**Exercise instructions**: Convert the lines starting with the line that contains "white desk surface." and going on through the line that contains "[396,183,434,231]" into a Markdown table with the columns Row and Line. Leave out any blank lines.

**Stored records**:

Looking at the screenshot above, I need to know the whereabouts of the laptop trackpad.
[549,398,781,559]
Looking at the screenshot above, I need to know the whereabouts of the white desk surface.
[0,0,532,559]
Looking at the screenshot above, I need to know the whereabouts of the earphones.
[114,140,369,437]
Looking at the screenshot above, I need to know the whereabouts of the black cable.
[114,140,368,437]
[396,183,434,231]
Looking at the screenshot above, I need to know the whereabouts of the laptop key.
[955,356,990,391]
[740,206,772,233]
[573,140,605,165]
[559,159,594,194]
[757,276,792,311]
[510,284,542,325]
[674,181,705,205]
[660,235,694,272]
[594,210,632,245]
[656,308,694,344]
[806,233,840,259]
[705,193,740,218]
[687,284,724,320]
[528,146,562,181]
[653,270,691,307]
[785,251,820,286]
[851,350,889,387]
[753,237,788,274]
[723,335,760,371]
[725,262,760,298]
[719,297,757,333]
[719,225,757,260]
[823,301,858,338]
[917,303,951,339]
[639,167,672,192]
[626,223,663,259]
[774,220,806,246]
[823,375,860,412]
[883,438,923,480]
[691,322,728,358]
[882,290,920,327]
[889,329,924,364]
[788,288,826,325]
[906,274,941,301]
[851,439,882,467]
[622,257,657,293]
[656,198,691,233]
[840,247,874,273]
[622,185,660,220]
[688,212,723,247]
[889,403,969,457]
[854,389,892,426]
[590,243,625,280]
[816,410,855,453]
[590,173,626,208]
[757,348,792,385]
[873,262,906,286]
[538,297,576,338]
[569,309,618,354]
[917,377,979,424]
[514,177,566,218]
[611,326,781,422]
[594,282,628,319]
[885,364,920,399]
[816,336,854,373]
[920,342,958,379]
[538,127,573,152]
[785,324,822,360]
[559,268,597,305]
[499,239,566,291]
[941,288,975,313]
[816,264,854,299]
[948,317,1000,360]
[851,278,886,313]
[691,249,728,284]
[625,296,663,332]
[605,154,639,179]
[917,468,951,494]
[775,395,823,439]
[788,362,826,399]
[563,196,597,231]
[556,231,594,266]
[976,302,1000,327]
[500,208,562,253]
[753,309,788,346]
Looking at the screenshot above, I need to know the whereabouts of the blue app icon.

**Complete answer**:
| Row | Line |
|---|---|
| 1 | Looking at the screenshot above, I need to know the whereabouts of the white desk surface. |
| 2 | [0,0,532,559] |
| 3 | Looking at the screenshot above, I need to know the whereabouts of the earphones. |
| 4 | [114,140,369,437] |
| 5 | Looking at the screenshot above, I need to know the whereabouts of the black cable. |
| 6 | [114,140,368,437] |
| 7 | [396,183,434,231] |